• Brano di lettura:
......

In Italia, il paese dove tutto è più lento, tutto più caro e tutto più difficile da terminare, qualche grande opera negli ultimi venti anni è stata realizzata. E per fortuna. Cosa sarebbe oggi Venezia senza il Mose? Un'opera avviata nel 2003 e che avrebbe bisogno di una serie importante di migliorie. Un'infrastruttura che, nonostante evidenti limiti, riesce però a tutelare una delle più belle, uniche, ma delicate città al mondo: Venezia. Eppure, nel corso degli anni, sono stati ben nove i ricorsi presentati. Tutti rigettati da Tar e Consiglio di Stato. A Firenze per oltre venti anni si è discusso di quale infrastruttura attuare per incrementare il trasporto pubblico locale. Dopo numerosi studi l'amministrazione comunale ha optato per la tramvia rispetto alla metropolitana. Apriti cielo. Comitati di ogni colore, che univano estrema destra, anarchici e nimby si sono legati (letteralmente) agli alberi che sarebbe stati tagliati (e poi ripiantati, in numero pressoché doppio). Commercianti pronti a sostenere che, durante i lavori, avrebbero chiuso per sempre le proprie attività. Risultato? Una volta terminati i cantieri (durati troppo, è questo il vero problema) il traffico privato è diminuito, il prezzo degli immobili in prossimità delle fermate è aumentato tra il 10 e il 20% e il tempo medio degli spostamenti rispetto ai mezzi su gomma si è dimezzato.

......

• Record di dati:
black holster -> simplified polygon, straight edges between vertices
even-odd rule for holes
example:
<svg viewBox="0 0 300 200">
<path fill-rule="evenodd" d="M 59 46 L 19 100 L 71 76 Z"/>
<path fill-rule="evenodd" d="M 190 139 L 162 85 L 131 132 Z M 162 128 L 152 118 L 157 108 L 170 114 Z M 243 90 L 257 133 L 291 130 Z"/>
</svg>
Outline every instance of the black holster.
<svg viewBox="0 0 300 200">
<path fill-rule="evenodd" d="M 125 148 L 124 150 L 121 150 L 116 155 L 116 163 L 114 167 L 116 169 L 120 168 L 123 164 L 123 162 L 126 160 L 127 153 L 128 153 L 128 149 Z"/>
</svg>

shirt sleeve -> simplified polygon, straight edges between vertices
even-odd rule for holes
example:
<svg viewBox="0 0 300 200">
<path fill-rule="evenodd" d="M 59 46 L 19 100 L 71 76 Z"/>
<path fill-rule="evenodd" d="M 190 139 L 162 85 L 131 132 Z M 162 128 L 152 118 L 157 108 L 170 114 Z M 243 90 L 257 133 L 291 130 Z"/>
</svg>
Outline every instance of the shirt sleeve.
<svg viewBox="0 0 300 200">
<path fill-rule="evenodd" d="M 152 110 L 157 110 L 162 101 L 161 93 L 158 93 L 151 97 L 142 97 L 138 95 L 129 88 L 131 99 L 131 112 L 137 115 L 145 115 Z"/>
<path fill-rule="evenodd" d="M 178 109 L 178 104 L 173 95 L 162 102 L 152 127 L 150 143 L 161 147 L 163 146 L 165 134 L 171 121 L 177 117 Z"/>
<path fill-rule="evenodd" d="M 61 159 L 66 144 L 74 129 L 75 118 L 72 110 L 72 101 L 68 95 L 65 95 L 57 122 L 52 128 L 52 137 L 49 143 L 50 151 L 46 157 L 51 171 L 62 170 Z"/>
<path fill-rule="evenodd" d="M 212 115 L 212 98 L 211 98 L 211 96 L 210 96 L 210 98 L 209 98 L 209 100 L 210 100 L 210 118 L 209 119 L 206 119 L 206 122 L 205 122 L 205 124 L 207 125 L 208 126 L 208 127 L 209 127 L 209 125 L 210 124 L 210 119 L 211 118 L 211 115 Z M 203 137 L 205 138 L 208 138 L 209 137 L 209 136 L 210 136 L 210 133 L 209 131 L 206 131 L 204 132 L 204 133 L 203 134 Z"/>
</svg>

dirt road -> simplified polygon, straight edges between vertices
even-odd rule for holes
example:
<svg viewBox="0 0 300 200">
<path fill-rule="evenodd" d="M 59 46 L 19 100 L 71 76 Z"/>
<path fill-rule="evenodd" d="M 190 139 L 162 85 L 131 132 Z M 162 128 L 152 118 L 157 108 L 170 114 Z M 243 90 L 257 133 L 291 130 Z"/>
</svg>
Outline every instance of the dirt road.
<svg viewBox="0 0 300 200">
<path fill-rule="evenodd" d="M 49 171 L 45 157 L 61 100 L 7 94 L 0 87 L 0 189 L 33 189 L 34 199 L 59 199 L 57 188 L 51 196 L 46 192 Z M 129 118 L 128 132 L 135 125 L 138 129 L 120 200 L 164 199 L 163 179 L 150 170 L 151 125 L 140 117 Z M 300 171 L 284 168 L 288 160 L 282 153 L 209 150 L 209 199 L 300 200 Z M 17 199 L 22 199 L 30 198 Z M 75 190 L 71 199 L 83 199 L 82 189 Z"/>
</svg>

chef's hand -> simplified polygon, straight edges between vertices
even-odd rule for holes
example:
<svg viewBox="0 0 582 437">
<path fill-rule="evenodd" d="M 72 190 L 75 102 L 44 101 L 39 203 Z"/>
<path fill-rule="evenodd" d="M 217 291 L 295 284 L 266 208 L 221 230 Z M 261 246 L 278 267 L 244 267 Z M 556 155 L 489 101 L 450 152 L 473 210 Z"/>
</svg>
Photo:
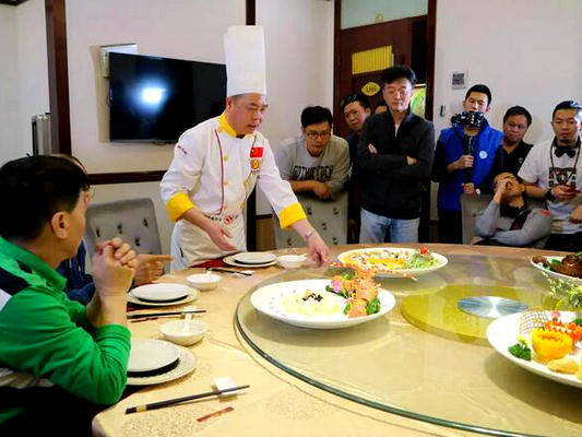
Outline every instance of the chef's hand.
<svg viewBox="0 0 582 437">
<path fill-rule="evenodd" d="M 309 248 L 309 256 L 318 265 L 330 260 L 330 249 L 317 232 L 307 237 L 306 243 Z"/>
<path fill-rule="evenodd" d="M 231 237 L 230 233 L 222 224 L 209 218 L 209 223 L 204 226 L 204 231 L 209 234 L 209 237 L 214 241 L 218 249 L 225 251 L 236 250 L 236 247 L 226 239 L 227 237 Z"/>
<path fill-rule="evenodd" d="M 332 196 L 332 191 L 328 184 L 318 180 L 313 181 L 313 193 L 321 200 L 329 199 Z"/>
<path fill-rule="evenodd" d="M 475 194 L 475 184 L 463 184 L 463 192 L 468 196 Z"/>
<path fill-rule="evenodd" d="M 164 274 L 164 262 L 171 261 L 170 255 L 140 253 L 135 258 L 138 267 L 133 282 L 135 285 L 150 284 Z"/>
<path fill-rule="evenodd" d="M 582 205 L 579 205 L 570 214 L 570 222 L 572 223 L 582 223 Z"/>
</svg>

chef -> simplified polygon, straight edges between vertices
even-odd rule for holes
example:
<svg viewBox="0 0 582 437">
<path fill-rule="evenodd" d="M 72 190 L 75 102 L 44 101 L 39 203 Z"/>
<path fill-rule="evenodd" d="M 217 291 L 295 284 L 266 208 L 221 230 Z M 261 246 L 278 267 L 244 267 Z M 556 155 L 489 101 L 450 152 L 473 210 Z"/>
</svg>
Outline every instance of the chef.
<svg viewBox="0 0 582 437">
<path fill-rule="evenodd" d="M 269 141 L 258 131 L 268 107 L 263 28 L 229 27 L 224 47 L 226 109 L 182 133 L 161 182 L 166 210 L 176 222 L 171 270 L 246 250 L 242 210 L 257 184 L 281 227 L 293 227 L 311 258 L 326 261 L 325 243 L 281 179 Z"/>
</svg>

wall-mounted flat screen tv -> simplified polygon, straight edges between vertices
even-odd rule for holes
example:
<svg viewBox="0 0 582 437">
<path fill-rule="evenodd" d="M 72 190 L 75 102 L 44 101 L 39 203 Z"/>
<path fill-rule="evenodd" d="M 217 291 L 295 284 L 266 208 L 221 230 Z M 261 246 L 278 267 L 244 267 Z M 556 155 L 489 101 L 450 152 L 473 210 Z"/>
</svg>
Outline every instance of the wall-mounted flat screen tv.
<svg viewBox="0 0 582 437">
<path fill-rule="evenodd" d="M 176 142 L 225 107 L 224 64 L 109 54 L 109 137 Z"/>
</svg>

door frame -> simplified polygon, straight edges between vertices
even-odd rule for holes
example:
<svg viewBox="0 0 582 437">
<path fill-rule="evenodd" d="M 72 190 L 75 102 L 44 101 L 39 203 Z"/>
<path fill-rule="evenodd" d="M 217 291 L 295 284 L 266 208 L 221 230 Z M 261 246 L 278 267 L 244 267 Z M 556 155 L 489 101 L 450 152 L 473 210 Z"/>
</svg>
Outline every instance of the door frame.
<svg viewBox="0 0 582 437">
<path fill-rule="evenodd" d="M 341 119 L 341 103 L 343 96 L 340 95 L 340 72 L 342 66 L 341 58 L 341 32 L 342 32 L 342 0 L 334 0 L 333 17 L 333 108 L 337 114 L 336 119 Z M 428 0 L 427 14 L 427 94 L 425 104 L 425 118 L 432 120 L 435 106 L 435 51 L 437 37 L 437 0 Z"/>
</svg>

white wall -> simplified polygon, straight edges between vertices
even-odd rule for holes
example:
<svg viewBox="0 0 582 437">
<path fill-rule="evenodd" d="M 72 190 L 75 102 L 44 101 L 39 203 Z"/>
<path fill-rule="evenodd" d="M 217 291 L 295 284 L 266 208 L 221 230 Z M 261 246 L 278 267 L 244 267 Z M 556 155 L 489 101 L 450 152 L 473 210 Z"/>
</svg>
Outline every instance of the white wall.
<svg viewBox="0 0 582 437">
<path fill-rule="evenodd" d="M 48 113 L 48 57 L 45 0 L 28 0 L 15 9 L 19 70 L 20 143 L 32 153 L 31 117 Z"/>
<path fill-rule="evenodd" d="M 257 24 L 264 26 L 269 110 L 261 126 L 276 150 L 300 132 L 309 105 L 333 108 L 333 2 L 257 0 Z M 258 214 L 270 214 L 264 196 Z"/>
<path fill-rule="evenodd" d="M 17 119 L 19 72 L 15 8 L 0 4 L 0 165 L 22 154 Z"/>
<path fill-rule="evenodd" d="M 48 111 L 44 0 L 0 4 L 0 164 L 32 153 L 31 117 Z"/>
<path fill-rule="evenodd" d="M 66 5 L 72 153 L 90 173 L 166 169 L 171 145 L 108 141 L 108 83 L 98 46 L 136 43 L 141 55 L 224 62 L 223 34 L 229 25 L 245 24 L 245 1 L 72 0 Z M 98 186 L 95 201 L 136 197 L 154 201 L 162 247 L 169 253 L 173 225 L 158 182 Z"/>
<path fill-rule="evenodd" d="M 466 90 L 452 90 L 453 70 L 468 70 L 468 83 L 491 88 L 488 116 L 501 128 L 508 107 L 533 116 L 526 140 L 553 135 L 551 110 L 563 99 L 582 101 L 582 1 L 439 0 L 435 66 L 435 123 L 449 126 Z M 440 117 L 440 105 L 447 105 Z"/>
</svg>

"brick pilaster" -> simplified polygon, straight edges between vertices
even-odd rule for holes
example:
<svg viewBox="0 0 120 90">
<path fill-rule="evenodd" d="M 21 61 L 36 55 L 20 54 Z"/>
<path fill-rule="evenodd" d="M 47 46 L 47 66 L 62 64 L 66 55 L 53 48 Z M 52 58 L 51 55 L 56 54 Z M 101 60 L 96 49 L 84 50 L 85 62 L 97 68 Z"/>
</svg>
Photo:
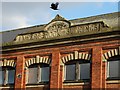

......

• Richiesta:
Continua il brano sulle grandi opere in Italia riprendendo subito dopo la sua ultima frase. I record costituiscono materiale a sé, distinto dal brano.

• Risultato del compito:
 

 

Purtroppo talvolta certe prese di posizione, puramente ideologiche, riescono a bloccare opere indispensabili. È il caso della Gronda di Genova. E della «favoletta dell'imminente crollo del Ponte Morandi» messa nero su bianco dal comitato contrario a questa miglioria. Un gruppo di cittadini appoggiati a spada tratta dal Movimento 5 Stelle. Un comunicato che, sin dal 2013, veniva ospitato sul blog di Beppe Grillo. Un documento che, come per magia, dopo la tragedia del 14 agosto 2018, che costò la vita a quarantatré persone innocenti, sparì dal diario virtuale del comico genovese. Chissà, forse se quella Gronda «inutile e dannosa» fosse stata realizzata quei lavoratori che si stavano dirigendo in ufficio, quei turisti che erano diretti in una delle tante località balneari della Riviera di Ponente e quelle madri che stavano portando i propri figli dai nonni, oggi sarebbero ancora vivi.